• [Task requirements]
Write out word for word the passage of the Zanzibar tourism training text below, starting at "Many of JTTI’s" and ending at "their own fates.".

• [Text excerpt]

----------------

International Tourists. Local Jobs.


People writing on papers

Training for travel industry jobs in Tanzania.

With its coral sand beaches, turquoise sea and rich history, Zanzibar is becoming a magnet for international tourists. But beyond the resorts lies a very different reality for people living in this poverty-stricken Tanzanian island in eastern Africa. Very few of the local people have been able to get jobs in the burgeoning tourism industry, and those who do are usually relegated to low-paying server or chambermaid positions — due to lack of education or skills.

That’s where Cuso International volunteer Ishwar Persad and Canadian philanthropists Pat Alias and Alistair Pirie come in.

To help Zanzibaris develop the professional and vocational skills needed to vie for higher-paying and more sustainable jobs such as chef, accountant and manager, Pat and Alistair built the Jambiani Tourism and Training Institute (JTTI) in 2006 — using funds from their not-for-profit, Hands Across Borders Society and their own savings.

Today, more than 500 students attend JTTI for free, to earn the two-year Hospitality and Tourism diploma.

Cuso International volunteer Ishwar Persad — a travel and hospitality expert from Canada — is a volunteer teacher at JTTI. “The students here are all so committed,” says Ishwar. “But it’s not easy for them. Often the only meal they get all day is at school. They’re supporting extended families. They have to fetch water, tend a garden, come to school, go back at night, look after kids and do chores.”

Many of JTTI’s students live in small, crowded huts — with no electricity. By the time they finish their chores, they have to study by candlelight. “When a student says he couldn’t finish his homework because he ran out of candles, that’s not an excuse,” adds Ishwar.

JTTI founder, Pat Alias, says she couldn’t offer the program, and give hope to disadvantaged Zanzibaris, without the help of people like Ishwar — highly skilled and experienced professionals who volunteer their time to give marginalized Tanzanians the skills they need to change their own fates.

----------------

• [Data provided]
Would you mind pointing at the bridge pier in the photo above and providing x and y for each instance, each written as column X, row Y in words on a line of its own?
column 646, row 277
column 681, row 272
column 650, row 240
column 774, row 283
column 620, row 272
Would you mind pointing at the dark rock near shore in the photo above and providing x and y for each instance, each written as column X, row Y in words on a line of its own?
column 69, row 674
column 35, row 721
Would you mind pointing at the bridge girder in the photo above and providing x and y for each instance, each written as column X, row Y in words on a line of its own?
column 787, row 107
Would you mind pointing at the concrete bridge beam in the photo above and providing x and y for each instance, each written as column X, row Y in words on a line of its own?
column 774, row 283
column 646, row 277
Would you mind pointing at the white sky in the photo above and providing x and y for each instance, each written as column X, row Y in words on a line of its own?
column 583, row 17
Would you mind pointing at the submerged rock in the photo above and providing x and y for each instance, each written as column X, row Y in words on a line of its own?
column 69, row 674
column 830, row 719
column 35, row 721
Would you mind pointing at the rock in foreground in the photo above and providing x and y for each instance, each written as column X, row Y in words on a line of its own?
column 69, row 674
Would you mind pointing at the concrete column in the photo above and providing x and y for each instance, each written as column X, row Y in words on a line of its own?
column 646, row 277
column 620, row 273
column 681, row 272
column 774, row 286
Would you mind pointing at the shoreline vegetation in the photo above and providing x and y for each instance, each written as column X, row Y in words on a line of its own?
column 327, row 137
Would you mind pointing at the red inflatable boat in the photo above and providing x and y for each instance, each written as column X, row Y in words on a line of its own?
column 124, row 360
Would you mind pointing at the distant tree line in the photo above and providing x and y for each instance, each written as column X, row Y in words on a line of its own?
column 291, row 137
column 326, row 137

----------------

• [Expected answer]
Many of JTTI’s students live in small, crowded huts — with no electricity. By the time they finish their chores, they have to study by candlelight. “When a student says he couldn’t finish his homework because he ran out of candles, that’s not an excuse,” adds Ishwar.

JTTI founder, Pat Alias, says she couldn’t offer the program, and give hope to disadvantaged Zanzibaris, without the help of people like Ishwar — highly skilled and experienced professionals who volunteer their time to give marginalized Tanzanians the skills they need to change their own fates.